**Task prompt**:
In the listing below, print exactly the lines between the line holding "Query: bridge tower house" and the line holding "Each instance receives one keypoint. Mark the hazy", inclusive, and no more.

**Data shown**:
BEGIN

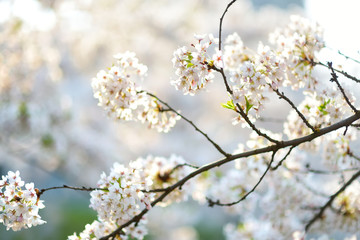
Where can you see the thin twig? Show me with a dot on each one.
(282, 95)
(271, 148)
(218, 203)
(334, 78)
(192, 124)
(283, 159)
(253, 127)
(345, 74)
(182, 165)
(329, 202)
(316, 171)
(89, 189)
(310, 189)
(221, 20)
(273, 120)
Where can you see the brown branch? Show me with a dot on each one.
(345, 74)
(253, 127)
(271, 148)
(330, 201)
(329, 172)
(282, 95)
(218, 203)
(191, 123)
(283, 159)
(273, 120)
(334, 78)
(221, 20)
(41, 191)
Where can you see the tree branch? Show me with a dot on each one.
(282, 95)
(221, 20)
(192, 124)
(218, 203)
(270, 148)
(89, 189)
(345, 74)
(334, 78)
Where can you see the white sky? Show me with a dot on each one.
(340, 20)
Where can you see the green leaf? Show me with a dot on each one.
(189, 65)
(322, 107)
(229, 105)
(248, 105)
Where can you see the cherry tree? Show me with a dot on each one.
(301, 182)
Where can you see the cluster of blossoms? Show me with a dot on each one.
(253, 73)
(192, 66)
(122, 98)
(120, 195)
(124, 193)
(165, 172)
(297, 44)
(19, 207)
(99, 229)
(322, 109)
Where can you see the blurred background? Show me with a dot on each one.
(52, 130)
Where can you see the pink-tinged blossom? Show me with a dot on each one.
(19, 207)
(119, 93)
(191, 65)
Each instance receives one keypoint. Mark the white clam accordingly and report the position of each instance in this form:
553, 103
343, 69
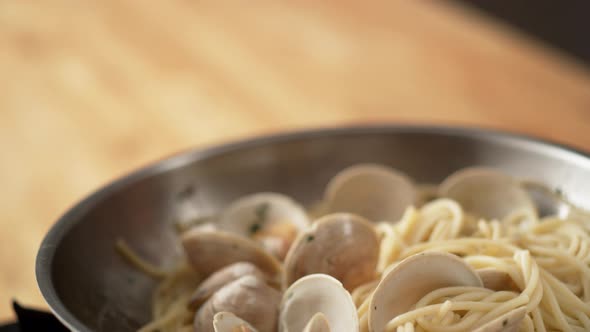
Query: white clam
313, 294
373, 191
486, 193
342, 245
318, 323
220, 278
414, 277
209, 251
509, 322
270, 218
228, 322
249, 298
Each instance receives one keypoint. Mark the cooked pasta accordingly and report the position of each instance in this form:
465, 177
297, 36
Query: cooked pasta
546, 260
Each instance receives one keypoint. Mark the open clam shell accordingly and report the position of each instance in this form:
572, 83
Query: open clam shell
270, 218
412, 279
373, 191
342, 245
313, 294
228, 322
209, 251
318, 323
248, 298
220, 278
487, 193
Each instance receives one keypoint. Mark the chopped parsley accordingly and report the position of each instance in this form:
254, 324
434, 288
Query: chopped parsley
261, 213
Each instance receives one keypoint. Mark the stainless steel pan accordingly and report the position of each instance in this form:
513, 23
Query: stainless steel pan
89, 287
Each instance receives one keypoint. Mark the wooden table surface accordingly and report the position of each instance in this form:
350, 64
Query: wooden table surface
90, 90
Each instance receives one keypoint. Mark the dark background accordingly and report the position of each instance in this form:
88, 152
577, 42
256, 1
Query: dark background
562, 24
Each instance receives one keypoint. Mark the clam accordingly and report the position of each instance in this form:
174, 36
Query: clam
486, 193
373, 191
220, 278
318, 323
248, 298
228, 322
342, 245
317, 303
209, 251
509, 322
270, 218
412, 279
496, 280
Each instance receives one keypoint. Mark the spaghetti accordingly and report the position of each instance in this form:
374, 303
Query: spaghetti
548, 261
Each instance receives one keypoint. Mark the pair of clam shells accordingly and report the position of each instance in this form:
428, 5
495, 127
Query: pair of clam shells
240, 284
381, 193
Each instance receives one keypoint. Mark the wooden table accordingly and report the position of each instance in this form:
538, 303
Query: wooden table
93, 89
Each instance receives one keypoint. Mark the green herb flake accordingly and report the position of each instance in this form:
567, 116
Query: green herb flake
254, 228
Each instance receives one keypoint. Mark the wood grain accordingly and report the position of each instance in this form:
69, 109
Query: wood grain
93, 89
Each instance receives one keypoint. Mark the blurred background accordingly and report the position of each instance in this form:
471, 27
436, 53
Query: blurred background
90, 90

END
BEGIN

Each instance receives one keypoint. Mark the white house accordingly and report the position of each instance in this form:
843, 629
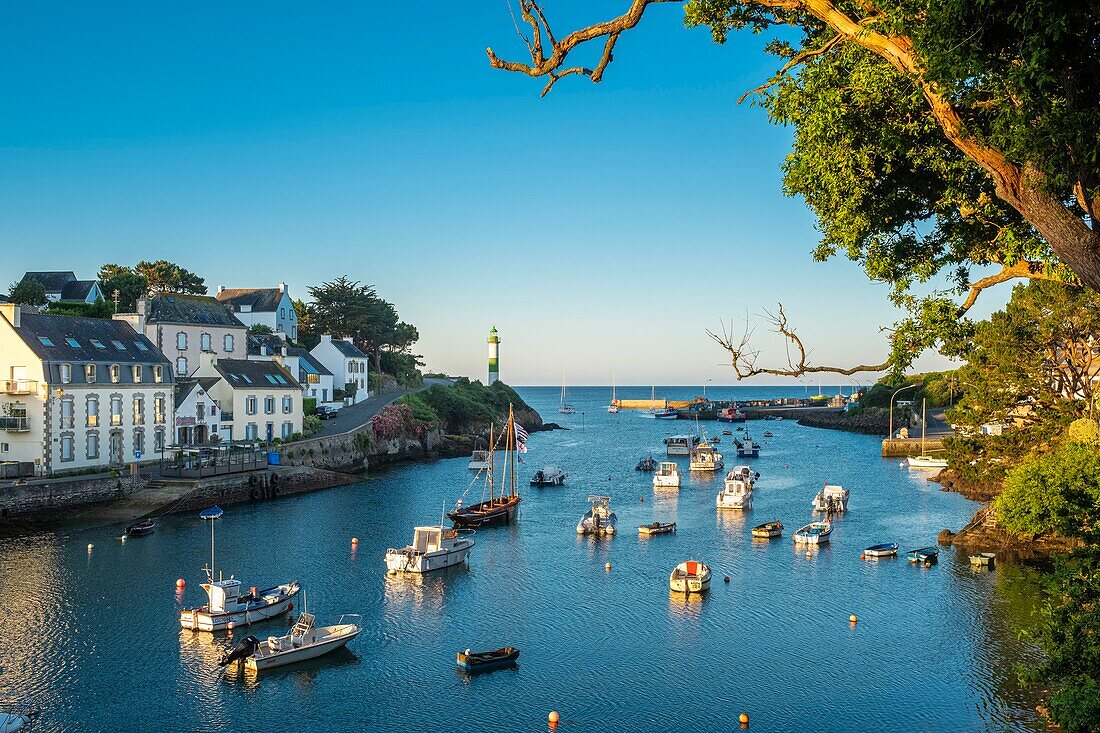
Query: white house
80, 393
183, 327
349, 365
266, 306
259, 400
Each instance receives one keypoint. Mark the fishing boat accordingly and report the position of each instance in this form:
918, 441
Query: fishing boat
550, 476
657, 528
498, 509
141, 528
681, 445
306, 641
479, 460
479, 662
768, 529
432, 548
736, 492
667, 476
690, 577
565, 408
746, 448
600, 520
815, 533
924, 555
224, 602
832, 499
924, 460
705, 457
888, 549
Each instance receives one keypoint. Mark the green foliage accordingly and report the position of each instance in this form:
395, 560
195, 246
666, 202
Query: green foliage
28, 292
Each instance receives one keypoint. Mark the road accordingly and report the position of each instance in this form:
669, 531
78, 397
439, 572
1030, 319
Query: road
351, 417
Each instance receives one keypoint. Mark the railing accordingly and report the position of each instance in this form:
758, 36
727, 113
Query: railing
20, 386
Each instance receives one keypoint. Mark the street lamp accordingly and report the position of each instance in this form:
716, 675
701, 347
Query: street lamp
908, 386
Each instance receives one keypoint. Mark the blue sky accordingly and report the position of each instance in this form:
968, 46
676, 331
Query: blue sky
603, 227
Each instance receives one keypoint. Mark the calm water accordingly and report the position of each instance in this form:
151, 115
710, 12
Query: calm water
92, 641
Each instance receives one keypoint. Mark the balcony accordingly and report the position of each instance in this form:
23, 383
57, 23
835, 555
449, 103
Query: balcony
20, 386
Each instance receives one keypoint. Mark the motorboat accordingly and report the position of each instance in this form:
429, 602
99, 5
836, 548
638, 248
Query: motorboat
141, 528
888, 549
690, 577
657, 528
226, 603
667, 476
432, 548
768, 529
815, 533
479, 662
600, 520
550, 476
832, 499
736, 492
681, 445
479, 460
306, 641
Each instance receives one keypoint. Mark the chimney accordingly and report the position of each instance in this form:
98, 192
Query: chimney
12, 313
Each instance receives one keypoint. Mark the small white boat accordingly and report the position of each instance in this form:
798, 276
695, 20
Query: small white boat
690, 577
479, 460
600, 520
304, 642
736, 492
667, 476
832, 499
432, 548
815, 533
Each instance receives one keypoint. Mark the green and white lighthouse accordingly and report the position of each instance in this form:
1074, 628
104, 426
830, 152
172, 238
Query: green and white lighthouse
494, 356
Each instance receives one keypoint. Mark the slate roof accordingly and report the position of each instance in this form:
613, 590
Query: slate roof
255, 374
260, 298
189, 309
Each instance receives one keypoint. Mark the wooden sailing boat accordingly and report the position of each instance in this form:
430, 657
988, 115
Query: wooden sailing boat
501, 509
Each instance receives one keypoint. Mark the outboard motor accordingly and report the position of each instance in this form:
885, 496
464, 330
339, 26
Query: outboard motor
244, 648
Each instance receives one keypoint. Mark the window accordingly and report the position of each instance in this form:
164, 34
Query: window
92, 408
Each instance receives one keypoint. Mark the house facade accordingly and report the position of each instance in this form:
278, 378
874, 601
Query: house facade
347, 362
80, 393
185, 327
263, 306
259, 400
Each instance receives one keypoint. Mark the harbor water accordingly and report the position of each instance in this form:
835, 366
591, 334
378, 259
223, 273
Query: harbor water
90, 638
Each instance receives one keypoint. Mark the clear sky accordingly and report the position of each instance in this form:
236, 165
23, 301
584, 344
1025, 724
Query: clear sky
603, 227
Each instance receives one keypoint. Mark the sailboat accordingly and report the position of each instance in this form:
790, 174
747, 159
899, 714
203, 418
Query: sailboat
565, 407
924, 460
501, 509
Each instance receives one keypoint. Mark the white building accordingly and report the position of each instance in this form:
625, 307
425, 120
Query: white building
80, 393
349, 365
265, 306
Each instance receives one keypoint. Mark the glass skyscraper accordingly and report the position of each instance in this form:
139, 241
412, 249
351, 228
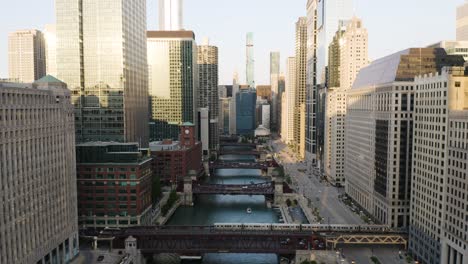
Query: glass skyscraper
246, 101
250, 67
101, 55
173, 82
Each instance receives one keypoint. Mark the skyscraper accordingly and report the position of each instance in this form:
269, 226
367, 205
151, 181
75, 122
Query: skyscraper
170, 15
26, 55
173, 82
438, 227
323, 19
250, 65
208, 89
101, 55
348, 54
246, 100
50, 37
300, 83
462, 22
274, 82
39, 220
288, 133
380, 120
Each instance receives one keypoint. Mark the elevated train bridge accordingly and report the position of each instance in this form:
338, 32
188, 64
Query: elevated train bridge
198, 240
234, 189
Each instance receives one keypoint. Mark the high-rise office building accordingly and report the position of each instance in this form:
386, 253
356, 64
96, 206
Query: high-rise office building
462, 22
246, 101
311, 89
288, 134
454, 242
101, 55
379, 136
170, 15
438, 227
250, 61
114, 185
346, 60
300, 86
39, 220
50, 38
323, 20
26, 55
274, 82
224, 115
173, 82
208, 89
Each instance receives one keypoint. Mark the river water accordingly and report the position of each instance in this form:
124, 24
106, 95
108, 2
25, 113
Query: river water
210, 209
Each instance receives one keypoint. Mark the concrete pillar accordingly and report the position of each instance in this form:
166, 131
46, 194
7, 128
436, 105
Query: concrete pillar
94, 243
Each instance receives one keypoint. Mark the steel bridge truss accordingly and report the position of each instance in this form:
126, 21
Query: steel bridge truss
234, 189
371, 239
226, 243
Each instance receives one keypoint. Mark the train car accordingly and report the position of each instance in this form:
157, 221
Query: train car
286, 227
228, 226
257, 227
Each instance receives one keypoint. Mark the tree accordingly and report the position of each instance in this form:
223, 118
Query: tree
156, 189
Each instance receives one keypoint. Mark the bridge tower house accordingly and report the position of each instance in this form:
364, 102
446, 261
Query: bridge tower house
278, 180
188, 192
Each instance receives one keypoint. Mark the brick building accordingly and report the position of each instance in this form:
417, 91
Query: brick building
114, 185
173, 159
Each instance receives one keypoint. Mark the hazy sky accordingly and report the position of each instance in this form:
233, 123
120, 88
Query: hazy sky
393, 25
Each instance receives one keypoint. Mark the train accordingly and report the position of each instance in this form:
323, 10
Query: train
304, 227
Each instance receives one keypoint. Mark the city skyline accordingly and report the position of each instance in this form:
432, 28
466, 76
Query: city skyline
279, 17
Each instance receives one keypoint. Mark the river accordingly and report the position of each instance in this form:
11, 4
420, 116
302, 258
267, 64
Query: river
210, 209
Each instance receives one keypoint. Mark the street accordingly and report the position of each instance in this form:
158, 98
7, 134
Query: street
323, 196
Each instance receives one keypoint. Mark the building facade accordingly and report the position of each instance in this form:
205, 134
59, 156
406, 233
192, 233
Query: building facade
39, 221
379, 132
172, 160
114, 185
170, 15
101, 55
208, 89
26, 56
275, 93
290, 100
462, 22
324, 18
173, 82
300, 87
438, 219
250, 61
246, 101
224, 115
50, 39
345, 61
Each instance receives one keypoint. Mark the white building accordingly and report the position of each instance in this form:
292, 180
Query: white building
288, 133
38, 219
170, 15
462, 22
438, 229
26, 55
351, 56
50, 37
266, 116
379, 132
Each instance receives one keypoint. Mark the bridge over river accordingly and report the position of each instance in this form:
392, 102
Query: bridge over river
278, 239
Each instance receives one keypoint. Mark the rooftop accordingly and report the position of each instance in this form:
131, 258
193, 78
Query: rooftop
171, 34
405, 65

END

**Answer below**:
Query: bridge tower house
278, 180
188, 192
Each instance receives one keypoint. Mark the brick building accordingly and report the position of each instance in this form:
417, 91
Query: brick building
114, 185
173, 159
Each instance receives one keypoint. Mark the hazy sky accordingly and report the position of each instance in this form:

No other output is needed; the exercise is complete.